* _PASSAGE FOR REVIEW_:
>>>

I should have never mentioned the leverage aspect because it has you confused into thinking that I think I can make 5 times as much money trading the naked puts. I would never confuse myself into thinking that I can trade naked put positions that are 5 times larger than I can afford to trade in stock position. The risk would be ridiculous. Im not trying to compare 5-1 leveraged puts to owning SPY outright.

My research shows that the long term results are pretty much the same selling naked puts or just buying the stock, but since this is a trading account there are many advantages to selling the puts instead.

If you forget about the 5-1 leverage and compare 10 SPY contracts to 1000 shares of SPY, the puts will lose less money when SPY is down, will make more money when SPY is flat to slightly up and will make less money when SPY is up sharply. Over the long term, the results are basically the same but the naked puts have less variance. Yes or No?

If the market starts dropping, the VIX is going to rise and the weekly puts will have a much higher premium than the current ~0.5%. And again, forget about the 5-1 leverage. It is not possible for the naked puts NOT to outperform SPY in a down market when comparing apples to apples.

Asking about a flash crash is a bit ridiculous. I could ask you what would happen to your buy and hold strategy if a hacker hacks your account and removes all traces of your money. The flash crash was a glitch that will probably never happen again, and even if it does what I see happening is this: the stock drops a sickening amount, the puts get assigned and I have a ton of stock in my account. 5 minutes later the stock is back to its correct price and I have suffered no loss. The next day I have to sell it to prevent a margin call. This assumes that the SEC doesn't bust the entire trade and make this point mute.

<<<

* _INFORMATION PROVIDED_:
>>>

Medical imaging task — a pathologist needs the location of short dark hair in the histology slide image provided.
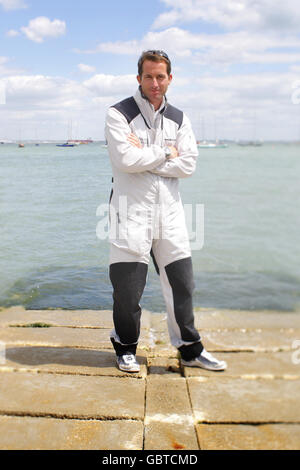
[138,50,171,77]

<<<

* _CHECK YOUR UNDERSTANDING_:
a - Answer these questions about the post on selling naked puts:
(i) How many SPY contracts does the post compare to 1000 shares of SPY?
(ii) What approximate premium does it give for the current weekly puts?
(iii) After a flash crash, what does the writer expect to have to do the next day?
b - Transcribe the post on selling naked puts between "My research shows" and "the puts instead.", inclusive.
c - Write the next part of the post on selling naked puts, picking up after its last sentence.

* _ANSWERS FOR THE EXERCISE_:
a -
(i) 10 SPY contracts.
(ii) About 0.5%.
(iii) Sell the stock to prevent a margin call.

b -
My research shows that the long term results are pretty much the same selling naked puts or just buying the stock, but since this is a trading account there are many advantages to selling the puts instead.

c -
 
Clifp and Nords,

With regards to how long doing this stuff takes, I happen to really enjoy it (other than doing the taxes). So saying it just takes too much time is like saying watching football all day long on Sunday is a waste of time. Not if you love football its not. I would be happier if the market was only closed one day per week instead of two. If it ever becomes like work I will stop trading. I used to play what I would call semi pro poker. I played 10-15 hours per week and did very well. Eventually I started to think of it as a part time job and it got monotonous and I quit playing for the most part.
 
It is not possible for the naked puts NOT to outperform SPY in a down market when comparing apples to apples.

Not so sure about that. You are not collecting divs, so the premiums have to overcome that. Plus, you can get whip-sawed. If SPY drops more than your premium, you have a loss (as does the SPY B&H). If SPY recovers to within 1% the next week, the B&H has a 1% loss, you may have more than that if the next week's premium isn't sufficient to cover the loss. Markets rarely go straight up/down in a linear fashion, they bump/bounce along their way.

And then over the long run, that has to exceed the opportunity cost of a rising market (plus the divs I mentioned).

Not saying it won't work, but I do think that 'not possible' is over-stating it, and not really very relevant since markets go up and down.

-ERD50
 
Im not trying to compare 5-1 leveraged puts to owning SPY outright.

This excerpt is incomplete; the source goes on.